→ RECORD EXCERPTS:

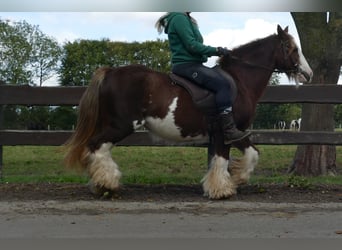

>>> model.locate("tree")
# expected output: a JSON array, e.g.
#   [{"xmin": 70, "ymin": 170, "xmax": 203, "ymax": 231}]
[
  {"xmin": 253, "ymin": 74, "xmax": 300, "ymax": 129},
  {"xmin": 289, "ymin": 12, "xmax": 342, "ymax": 176},
  {"xmin": 31, "ymin": 29, "xmax": 62, "ymax": 87},
  {"xmin": 0, "ymin": 19, "xmax": 61, "ymax": 86},
  {"xmin": 59, "ymin": 40, "xmax": 170, "ymax": 86},
  {"xmin": 0, "ymin": 20, "xmax": 34, "ymax": 84}
]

→ REQUIREMENTS: Please write out every line of the records above word for word, leaving out the pictures.

→ OUTPUT BELOW:
>>> model.locate("tree")
# expected output: a JSON array, e.g.
#   [{"xmin": 70, "ymin": 170, "xmax": 203, "ymax": 231}]
[
  {"xmin": 253, "ymin": 74, "xmax": 300, "ymax": 129},
  {"xmin": 289, "ymin": 12, "xmax": 342, "ymax": 176},
  {"xmin": 31, "ymin": 29, "xmax": 62, "ymax": 87},
  {"xmin": 0, "ymin": 19, "xmax": 61, "ymax": 86},
  {"xmin": 59, "ymin": 40, "xmax": 170, "ymax": 86},
  {"xmin": 0, "ymin": 20, "xmax": 34, "ymax": 84}
]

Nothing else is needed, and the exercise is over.